TEXT SECTION:
MOFs consist of both inorganic and organic units. The organic units (linkers/bridging ligands) consist of carboxylates, or anions, such as phosphonate, sulfonate, and heterocyclic compounds (Figures 2 and 3). The inorganic units are the metal ions or clusters termed as SBUs. Its geometry is determined by the coordination number, coordination geometry of the metal ions, and the nature of the functional groups. A variety of SBU geometries with different number of points of extension such as octahedron (six points), trigonal prism (six points), square paddle‐wheel (four points), and triangle (three points) have been observed in MOF structures (Figure 4). In principle, a bridging ligand (ditopic, tritopic, tetratopic, or multitopic linkers) reacts with a metal ion with more than one vacant or labile site. The final framework topology of MOF is governed by both SBU connectors and organic ligand linkers. Depending upon the nature of the system used, infinite‐extended polymeric or discrete‐closed oligomeric structures can arise (Figure 4). Metal‐containing units and organic linkers can be varied resulting in a variety of MOFs, tailored for different applications [3]. MOFs with large spaces may result in the formation of interpenetrating structures. Thus, it is very important to inhibit interpenetration by carefully choosing the organic linkers. The pore size is allowed to be tuned and spatial cavity arrangement be controlled, by judicious selection of metal centers and organic ligands and also by adjusting their conditions of synthesis. The large porosity allows their applications in adsorption and separation of gaseous molecules, catalysis, microelectronics, optics, sensing applications, bioreactors, drug delivery, and others. MOFs have pore openings up to 2‐nm size, which can accommodate small molecules. However, the pore openings rarely allow the inclusion of large molecules (e.g., proteins and enzymes). Attempts have been taken to increase the pore size to mesopore regime (pore size of 2–50 nm) and to decrease the crystal size to the nanometer scale. The large pore aperture benefits surface modification with a number of functionalities, without sacrificing the porosity of MOFs, also allowing the encapsulation of large molecule MOFs. The synthesis of MOFs involves reaction conditions and simple methods such as solvothermal, ionothermal, diffusion, microwave methods, ultrasound‐assisted, template‐directed syntheses, and others [2, 3].

SOURCE INFORMATION:
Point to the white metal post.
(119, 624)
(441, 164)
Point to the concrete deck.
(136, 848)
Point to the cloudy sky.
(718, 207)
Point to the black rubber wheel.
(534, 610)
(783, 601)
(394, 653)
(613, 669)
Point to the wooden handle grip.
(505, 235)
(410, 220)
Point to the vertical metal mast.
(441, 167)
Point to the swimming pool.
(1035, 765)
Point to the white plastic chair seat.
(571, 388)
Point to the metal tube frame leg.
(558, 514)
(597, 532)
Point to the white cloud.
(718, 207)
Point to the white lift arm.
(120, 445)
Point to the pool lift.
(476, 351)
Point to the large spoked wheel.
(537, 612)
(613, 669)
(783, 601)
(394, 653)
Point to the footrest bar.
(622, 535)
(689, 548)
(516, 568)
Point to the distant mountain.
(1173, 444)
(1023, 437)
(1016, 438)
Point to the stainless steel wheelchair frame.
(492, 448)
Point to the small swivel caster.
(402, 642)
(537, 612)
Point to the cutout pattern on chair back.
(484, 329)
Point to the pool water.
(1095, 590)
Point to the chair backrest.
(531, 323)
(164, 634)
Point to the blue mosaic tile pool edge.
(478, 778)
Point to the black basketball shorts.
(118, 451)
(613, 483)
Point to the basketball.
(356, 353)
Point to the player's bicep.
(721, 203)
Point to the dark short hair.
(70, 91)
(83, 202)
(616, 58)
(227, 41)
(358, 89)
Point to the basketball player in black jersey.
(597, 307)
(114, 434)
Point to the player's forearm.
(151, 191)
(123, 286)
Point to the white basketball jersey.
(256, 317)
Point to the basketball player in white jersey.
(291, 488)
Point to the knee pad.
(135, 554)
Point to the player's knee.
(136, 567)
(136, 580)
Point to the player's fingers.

YOUR GOAL:
In the MOF passage, what pore size range defines the mesopore regime? Please use only the MOF passage, not the records, for what comes next.

TASK ANSWER:
2–50 nm.